**GOAL OF THE EXERCISE**
Please rewrite the records from the line that contains "for the blue" through the end of the records, switching "patterned" to "printed" and keeping everything else the same. Give only those lines.

======== SUPPLIED ENTRIES

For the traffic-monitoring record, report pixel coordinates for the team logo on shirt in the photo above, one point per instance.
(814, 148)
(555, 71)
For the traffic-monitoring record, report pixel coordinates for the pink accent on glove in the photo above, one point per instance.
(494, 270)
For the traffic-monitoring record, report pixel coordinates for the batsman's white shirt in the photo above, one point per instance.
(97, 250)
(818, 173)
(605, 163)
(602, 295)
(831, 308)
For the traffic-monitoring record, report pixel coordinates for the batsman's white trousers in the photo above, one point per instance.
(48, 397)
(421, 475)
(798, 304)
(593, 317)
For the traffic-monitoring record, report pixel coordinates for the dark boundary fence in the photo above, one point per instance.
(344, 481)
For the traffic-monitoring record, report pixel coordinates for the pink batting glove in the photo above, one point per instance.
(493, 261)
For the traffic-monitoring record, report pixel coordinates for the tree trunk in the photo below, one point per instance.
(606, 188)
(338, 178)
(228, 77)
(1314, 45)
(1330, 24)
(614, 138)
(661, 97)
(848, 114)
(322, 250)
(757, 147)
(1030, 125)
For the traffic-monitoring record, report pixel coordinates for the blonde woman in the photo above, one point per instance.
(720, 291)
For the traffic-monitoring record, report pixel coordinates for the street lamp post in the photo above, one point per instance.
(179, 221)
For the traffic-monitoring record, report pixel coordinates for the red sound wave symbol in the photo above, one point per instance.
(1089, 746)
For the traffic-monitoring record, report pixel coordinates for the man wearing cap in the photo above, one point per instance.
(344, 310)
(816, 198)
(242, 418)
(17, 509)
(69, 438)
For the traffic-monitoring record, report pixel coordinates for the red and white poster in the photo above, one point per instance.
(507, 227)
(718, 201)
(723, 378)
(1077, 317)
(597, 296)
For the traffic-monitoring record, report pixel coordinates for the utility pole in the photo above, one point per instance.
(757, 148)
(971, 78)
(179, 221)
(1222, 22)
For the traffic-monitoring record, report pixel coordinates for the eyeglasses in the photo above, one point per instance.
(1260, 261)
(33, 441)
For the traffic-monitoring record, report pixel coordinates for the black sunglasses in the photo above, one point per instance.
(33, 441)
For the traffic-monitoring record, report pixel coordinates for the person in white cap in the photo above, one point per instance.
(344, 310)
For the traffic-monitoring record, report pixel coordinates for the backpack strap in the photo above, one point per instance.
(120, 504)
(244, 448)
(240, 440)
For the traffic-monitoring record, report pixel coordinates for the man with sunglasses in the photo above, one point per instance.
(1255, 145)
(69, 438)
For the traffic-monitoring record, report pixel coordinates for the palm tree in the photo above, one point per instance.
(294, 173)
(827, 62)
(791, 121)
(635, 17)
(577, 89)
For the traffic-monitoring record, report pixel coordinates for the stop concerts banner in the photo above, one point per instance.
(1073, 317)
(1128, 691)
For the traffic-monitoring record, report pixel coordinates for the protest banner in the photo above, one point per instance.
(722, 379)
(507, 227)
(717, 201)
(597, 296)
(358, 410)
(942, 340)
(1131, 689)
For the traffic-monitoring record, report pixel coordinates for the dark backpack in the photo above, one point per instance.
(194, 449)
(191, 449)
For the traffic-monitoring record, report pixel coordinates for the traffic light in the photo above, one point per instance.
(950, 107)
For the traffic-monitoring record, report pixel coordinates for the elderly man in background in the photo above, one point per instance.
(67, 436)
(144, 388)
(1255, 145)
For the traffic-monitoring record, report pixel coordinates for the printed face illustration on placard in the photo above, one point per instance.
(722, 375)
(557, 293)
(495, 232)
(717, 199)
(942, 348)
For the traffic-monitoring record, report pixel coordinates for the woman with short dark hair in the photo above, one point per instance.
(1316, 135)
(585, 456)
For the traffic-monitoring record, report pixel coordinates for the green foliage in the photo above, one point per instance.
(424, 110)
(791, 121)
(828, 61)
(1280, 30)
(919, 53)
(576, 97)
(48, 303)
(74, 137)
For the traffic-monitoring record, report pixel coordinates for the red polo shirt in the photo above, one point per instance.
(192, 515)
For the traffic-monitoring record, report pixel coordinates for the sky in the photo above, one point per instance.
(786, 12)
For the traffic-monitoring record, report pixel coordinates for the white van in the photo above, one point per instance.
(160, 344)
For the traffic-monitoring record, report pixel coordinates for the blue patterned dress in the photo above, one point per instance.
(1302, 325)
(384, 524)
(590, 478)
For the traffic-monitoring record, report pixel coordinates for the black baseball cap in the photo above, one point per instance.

================

**FULL ANSWER**
For the traffic-monitoring record, report pixel coordinates for the blue printed dress in the photo above, one point per instance.
(1302, 325)
(384, 524)
(590, 478)
For the traffic-monitoring record, report pixel coordinates for the black baseball cap in the photo above, one point per instance.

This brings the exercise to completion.